Return each line of the entries that holds the string "Identify".

MATERIALS PROVIDED:
+-------+

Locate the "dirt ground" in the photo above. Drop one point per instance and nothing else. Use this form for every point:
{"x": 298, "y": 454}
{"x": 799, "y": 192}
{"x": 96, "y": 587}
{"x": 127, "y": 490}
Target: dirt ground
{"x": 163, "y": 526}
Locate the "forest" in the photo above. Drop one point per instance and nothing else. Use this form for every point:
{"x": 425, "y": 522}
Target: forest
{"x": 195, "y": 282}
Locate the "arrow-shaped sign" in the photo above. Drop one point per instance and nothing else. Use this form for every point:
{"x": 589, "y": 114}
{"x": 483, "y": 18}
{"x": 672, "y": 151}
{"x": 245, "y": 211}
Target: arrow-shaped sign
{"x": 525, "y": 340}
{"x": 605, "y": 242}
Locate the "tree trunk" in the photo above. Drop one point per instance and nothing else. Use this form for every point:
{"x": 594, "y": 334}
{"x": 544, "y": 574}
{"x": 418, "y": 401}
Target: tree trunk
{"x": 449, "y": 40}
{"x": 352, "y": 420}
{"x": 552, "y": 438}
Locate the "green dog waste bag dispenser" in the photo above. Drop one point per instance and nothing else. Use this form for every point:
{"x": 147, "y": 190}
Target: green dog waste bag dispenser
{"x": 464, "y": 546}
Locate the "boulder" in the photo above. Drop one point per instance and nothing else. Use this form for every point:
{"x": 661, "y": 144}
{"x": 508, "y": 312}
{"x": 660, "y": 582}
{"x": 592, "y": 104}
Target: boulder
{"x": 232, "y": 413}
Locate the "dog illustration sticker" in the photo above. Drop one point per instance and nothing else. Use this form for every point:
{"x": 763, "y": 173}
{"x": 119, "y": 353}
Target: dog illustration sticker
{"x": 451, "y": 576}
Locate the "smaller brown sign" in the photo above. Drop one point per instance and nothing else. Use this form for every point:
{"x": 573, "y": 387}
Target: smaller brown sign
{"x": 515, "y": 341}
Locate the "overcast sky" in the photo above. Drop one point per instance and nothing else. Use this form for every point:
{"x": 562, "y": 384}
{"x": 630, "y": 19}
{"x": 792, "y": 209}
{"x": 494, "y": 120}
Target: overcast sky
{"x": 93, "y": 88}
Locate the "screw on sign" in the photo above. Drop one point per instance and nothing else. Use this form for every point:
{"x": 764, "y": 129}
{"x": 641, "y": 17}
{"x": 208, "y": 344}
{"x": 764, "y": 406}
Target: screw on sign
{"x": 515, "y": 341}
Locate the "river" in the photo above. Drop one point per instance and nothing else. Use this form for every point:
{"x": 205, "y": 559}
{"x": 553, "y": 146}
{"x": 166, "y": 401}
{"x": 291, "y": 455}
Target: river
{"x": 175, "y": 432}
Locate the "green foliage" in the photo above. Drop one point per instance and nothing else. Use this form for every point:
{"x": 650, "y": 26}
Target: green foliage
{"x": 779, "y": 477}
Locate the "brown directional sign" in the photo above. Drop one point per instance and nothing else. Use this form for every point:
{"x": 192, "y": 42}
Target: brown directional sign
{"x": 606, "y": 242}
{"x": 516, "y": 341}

+-------+

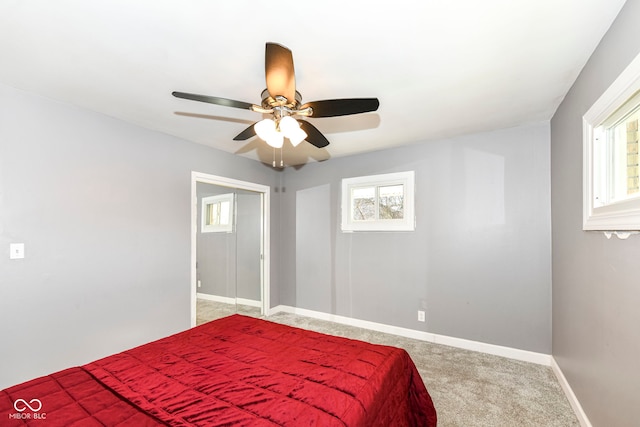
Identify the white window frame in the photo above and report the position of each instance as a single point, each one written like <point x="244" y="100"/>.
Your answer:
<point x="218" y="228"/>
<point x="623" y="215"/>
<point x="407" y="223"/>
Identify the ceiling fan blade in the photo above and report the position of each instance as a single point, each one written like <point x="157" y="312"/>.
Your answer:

+-------+

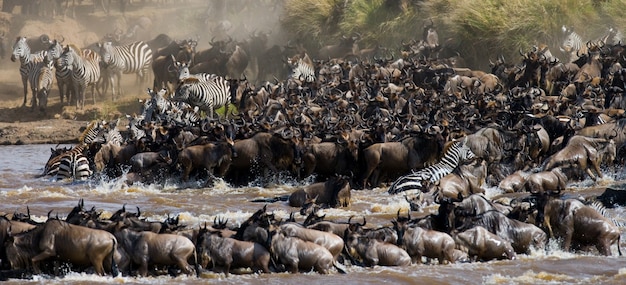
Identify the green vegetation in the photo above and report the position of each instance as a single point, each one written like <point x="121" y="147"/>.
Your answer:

+-------+

RESULT:
Identify the white window frame in the photo above and report the position of each instance as a single point, each one written like <point x="244" y="100"/>.
Identify the ceiling fan blade in the photo above and report the position of each instance as a single point, each one written like <point x="157" y="312"/>.
Identify the green vegetation in the photo above and report the position of each instance as a single point, each one written like <point x="121" y="147"/>.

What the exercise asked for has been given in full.